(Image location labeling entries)
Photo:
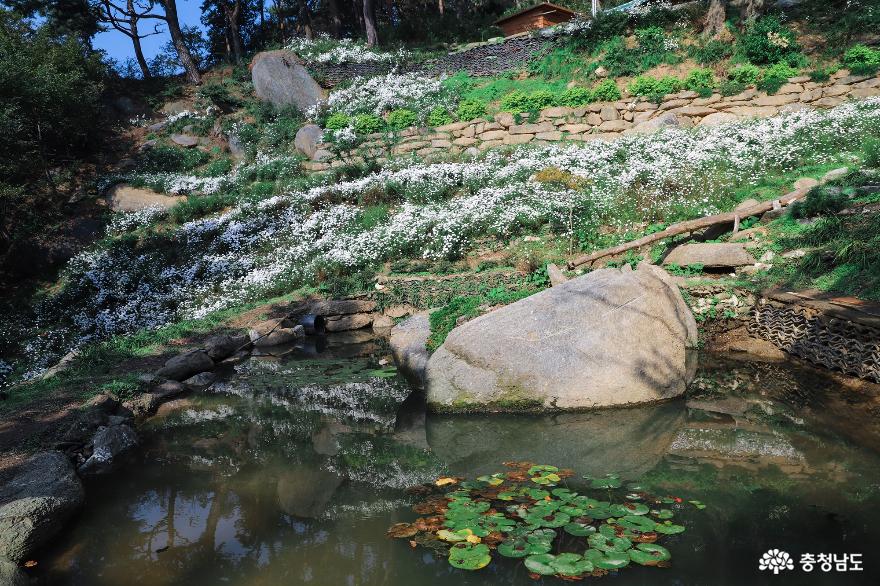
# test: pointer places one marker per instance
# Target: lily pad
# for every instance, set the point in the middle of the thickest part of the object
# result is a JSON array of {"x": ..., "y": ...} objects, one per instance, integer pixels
[
  {"x": 649, "y": 554},
  {"x": 608, "y": 560},
  {"x": 469, "y": 556},
  {"x": 607, "y": 481},
  {"x": 669, "y": 528},
  {"x": 579, "y": 529}
]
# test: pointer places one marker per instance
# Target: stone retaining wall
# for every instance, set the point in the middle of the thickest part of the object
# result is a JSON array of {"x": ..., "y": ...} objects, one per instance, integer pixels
[
  {"x": 604, "y": 121},
  {"x": 483, "y": 60}
]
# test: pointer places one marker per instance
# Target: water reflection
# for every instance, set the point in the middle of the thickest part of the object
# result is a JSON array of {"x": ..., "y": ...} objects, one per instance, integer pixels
[{"x": 292, "y": 469}]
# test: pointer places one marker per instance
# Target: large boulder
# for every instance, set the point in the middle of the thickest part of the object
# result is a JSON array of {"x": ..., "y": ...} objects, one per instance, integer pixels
[
  {"x": 109, "y": 448},
  {"x": 36, "y": 503},
  {"x": 612, "y": 337},
  {"x": 710, "y": 255},
  {"x": 280, "y": 78},
  {"x": 408, "y": 343},
  {"x": 183, "y": 366}
]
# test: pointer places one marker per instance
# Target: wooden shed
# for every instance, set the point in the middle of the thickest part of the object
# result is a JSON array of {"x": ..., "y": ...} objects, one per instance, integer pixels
[{"x": 536, "y": 17}]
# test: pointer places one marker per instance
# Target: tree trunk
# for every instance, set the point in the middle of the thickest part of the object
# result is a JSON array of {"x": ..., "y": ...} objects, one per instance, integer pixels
[
  {"x": 335, "y": 19},
  {"x": 136, "y": 41},
  {"x": 690, "y": 226},
  {"x": 232, "y": 15},
  {"x": 183, "y": 54},
  {"x": 715, "y": 18},
  {"x": 370, "y": 23}
]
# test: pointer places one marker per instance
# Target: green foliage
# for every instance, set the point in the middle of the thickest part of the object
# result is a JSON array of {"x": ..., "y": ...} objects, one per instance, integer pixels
[
  {"x": 819, "y": 201},
  {"x": 470, "y": 109},
  {"x": 775, "y": 76},
  {"x": 439, "y": 116},
  {"x": 710, "y": 52},
  {"x": 400, "y": 119},
  {"x": 367, "y": 123},
  {"x": 168, "y": 159},
  {"x": 769, "y": 41},
  {"x": 606, "y": 91},
  {"x": 701, "y": 81},
  {"x": 337, "y": 121},
  {"x": 862, "y": 60},
  {"x": 219, "y": 95},
  {"x": 653, "y": 88},
  {"x": 745, "y": 74},
  {"x": 576, "y": 96}
]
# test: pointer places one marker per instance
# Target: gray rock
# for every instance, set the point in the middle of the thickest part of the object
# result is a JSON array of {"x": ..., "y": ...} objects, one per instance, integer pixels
[
  {"x": 263, "y": 337},
  {"x": 223, "y": 345},
  {"x": 185, "y": 365},
  {"x": 280, "y": 78},
  {"x": 710, "y": 255},
  {"x": 110, "y": 446},
  {"x": 185, "y": 140},
  {"x": 611, "y": 337},
  {"x": 408, "y": 344},
  {"x": 36, "y": 504},
  {"x": 125, "y": 198},
  {"x": 307, "y": 139}
]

### [WHAT TO WORK ON]
Reproduce each line exactly as it appears, omitting the pictures.

### [FINAL ANSWER]
Photo:
# test: pointer places one marker per instance
# Target: lily pad
# for every instance, set the point in the middle of the thickest part of the object
# result is a JSON array of {"x": ..., "y": ...} objects, one per instance, integer pixels
[
  {"x": 649, "y": 554},
  {"x": 608, "y": 560},
  {"x": 469, "y": 556},
  {"x": 607, "y": 481},
  {"x": 669, "y": 528},
  {"x": 579, "y": 529}
]
# test: pointer places one marker per instance
# Target: stone retaining wall
# for every instance, set the point in the middle of the thickest part of the object
# result is a JSON array of {"x": ..., "y": ...} objects, one per instance, integer pixels
[
  {"x": 604, "y": 121},
  {"x": 483, "y": 60}
]
# test: pointer places one marker per instance
# Target: water reflection
# for every instance, set the point in the middle of the thickest part of the object
# result is a JSON array of {"x": ..., "y": ...} objects, one per instance, integer pixels
[{"x": 292, "y": 469}]
# test: pointer places one marker per instance
# Target: large boulder
# for every instance, set the point in the middle of the thickest part of the object
# result is a JSON array of {"x": ..., "y": ...} objects, one per instance, integer pixels
[
  {"x": 109, "y": 448},
  {"x": 36, "y": 503},
  {"x": 612, "y": 337},
  {"x": 710, "y": 255},
  {"x": 280, "y": 78},
  {"x": 408, "y": 343},
  {"x": 183, "y": 366}
]
# test: pointer places one marker per instance
# Target: wooden shed
# for every instance, set the point in the middle of the thickest part of the object
# result is a JSON array of {"x": ..., "y": ...} objects, one per instance, integer pixels
[{"x": 536, "y": 17}]
# test: pointer places one marker per instance
# Target: tree trunk
# for every instance, set the point in the middle of the thickest part of the object
# result is a JSON array of {"x": ..., "y": ...} objects, one per instance, integer pixels
[
  {"x": 335, "y": 19},
  {"x": 136, "y": 41},
  {"x": 690, "y": 226},
  {"x": 232, "y": 15},
  {"x": 183, "y": 54},
  {"x": 715, "y": 18},
  {"x": 370, "y": 23}
]
# test: pointer places one marker per instance
# Target: green foliage
# for every instance, set the point in the middle of the thickest part of the object
# result is a JSON array of {"x": ..., "y": ...} objects, one per instance, integer pixels
[
  {"x": 819, "y": 201},
  {"x": 470, "y": 109},
  {"x": 775, "y": 76},
  {"x": 439, "y": 116},
  {"x": 710, "y": 52},
  {"x": 400, "y": 119},
  {"x": 367, "y": 123},
  {"x": 168, "y": 159},
  {"x": 769, "y": 41},
  {"x": 606, "y": 91},
  {"x": 701, "y": 81},
  {"x": 337, "y": 121},
  {"x": 862, "y": 60},
  {"x": 219, "y": 95},
  {"x": 653, "y": 88},
  {"x": 745, "y": 74},
  {"x": 576, "y": 96}
]
# test: pointer places one marker per instance
# Target: gray rock
# for every instance, set the point in the middle of the thickest part of the object
# result is a JSON array of {"x": ..., "y": ...} objects, one per instance, integer pixels
[
  {"x": 263, "y": 337},
  {"x": 223, "y": 345},
  {"x": 185, "y": 365},
  {"x": 280, "y": 78},
  {"x": 710, "y": 255},
  {"x": 110, "y": 446},
  {"x": 185, "y": 140},
  {"x": 611, "y": 337},
  {"x": 408, "y": 344},
  {"x": 36, "y": 504},
  {"x": 125, "y": 198},
  {"x": 307, "y": 139}
]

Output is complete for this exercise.